**任务要求**
请复述阅读文本中介于"#l1=ListNode(1,ListNode(2,ListNode(4)))"和"print(list1)"之间的部分（含首尾两处），并把其中的"list1"换成"result"。

**阅读文本**
- - -
【数据结构与算法】【LeetCode】【链表】21.合并两个有序链表

#Definition for singly-linked list.
class ListNode:
    def __init__(self, val=0, next=None):
        self.val = val
        self.next = next
class Solution:
    def mergeTwoLists(self, l1, l2):
        if l1 is None:
            return l2
        elif l2 is None:
            return l1
        elif l1.val < l2.val:
            l1.next = self.mergeTwoLists(l1.next, l2)
            return l1
        else:
            l2.next = self.mergeTwoLists(l1, l2.next)
            return l2
def createLink(lista):
    head = ListNode(1)
    rear =head
    for i in range(1,len(lista)):
        new = ListNode(lista[i])
        rear.next=new
        rear = new
    return head

if __name__=="__main__":
    a=[1,2,4]
    b=[1,3,4]
    l1=createLink(a)
    l2=createLink(b)
    #l1=ListNode(1,ListNode(2,ListNode(4)))
    #l2=ListNode(1,ListNode(3,ListNode(4)))
    a1 = Solution()
    p=a1.mergeTwoLists(l1,l2)
    list1=[]
    while(p!=None):
        list1.append(p.val)
        #print(p.val)
        p=p.next
    print(list1)

class ListNode:
    def __init__(self, val=0, next=None):
        self.val = val
        self.next = next
        
class Solution:
    def mergeTwoLists(self, l1, l2):
        prehead = ListNode(-1)
- - -
**条目**
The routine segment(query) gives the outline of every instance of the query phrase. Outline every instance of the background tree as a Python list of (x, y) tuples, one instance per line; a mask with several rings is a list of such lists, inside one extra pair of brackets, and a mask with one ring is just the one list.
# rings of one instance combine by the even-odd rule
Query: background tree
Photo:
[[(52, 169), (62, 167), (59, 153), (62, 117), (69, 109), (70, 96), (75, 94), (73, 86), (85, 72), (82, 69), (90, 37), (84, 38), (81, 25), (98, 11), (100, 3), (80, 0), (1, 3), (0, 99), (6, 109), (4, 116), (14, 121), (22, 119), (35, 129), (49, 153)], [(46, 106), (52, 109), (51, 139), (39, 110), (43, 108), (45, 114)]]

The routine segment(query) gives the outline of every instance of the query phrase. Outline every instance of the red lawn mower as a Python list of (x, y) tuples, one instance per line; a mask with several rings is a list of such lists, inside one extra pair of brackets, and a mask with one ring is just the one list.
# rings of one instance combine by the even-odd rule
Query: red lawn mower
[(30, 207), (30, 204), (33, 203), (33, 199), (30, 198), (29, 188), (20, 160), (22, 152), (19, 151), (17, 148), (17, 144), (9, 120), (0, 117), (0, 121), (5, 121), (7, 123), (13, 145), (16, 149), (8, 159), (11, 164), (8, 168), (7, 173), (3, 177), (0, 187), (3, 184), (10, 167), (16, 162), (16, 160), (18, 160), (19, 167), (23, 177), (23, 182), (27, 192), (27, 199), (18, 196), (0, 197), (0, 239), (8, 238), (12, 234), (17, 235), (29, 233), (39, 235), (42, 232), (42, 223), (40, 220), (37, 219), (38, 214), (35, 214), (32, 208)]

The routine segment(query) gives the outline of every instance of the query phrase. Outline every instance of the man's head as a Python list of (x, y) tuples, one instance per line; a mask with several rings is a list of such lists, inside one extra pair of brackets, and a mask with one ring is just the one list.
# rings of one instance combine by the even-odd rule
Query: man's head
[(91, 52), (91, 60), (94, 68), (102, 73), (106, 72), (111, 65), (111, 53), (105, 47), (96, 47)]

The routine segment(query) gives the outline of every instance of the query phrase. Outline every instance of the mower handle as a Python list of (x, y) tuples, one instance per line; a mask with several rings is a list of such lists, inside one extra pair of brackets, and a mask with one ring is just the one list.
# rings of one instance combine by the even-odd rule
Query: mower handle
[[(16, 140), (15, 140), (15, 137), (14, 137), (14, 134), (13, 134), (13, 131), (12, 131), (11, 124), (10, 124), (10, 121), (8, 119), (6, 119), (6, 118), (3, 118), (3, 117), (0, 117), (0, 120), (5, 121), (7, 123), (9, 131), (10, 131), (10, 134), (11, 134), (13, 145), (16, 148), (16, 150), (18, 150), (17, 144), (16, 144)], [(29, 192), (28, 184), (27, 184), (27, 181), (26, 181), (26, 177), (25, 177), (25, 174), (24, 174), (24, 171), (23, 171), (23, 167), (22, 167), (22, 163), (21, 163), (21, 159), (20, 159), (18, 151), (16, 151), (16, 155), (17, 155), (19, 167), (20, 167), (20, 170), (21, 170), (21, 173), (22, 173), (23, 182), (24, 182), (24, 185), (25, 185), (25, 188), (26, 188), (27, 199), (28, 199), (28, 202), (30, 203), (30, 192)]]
- - -
**答复**
#l1=ListNode(1,ListNode(2,ListNode(4)))
    #l2=ListNode(1,ListNode(3,ListNode(4)))
    a1 = Solution()
    p=a1.mergeTwoLists(l1,l2)
    result=[]
    while(p!=None):
        result.append(p.val)
        #print(p.val)
        p=p.next
    print(result)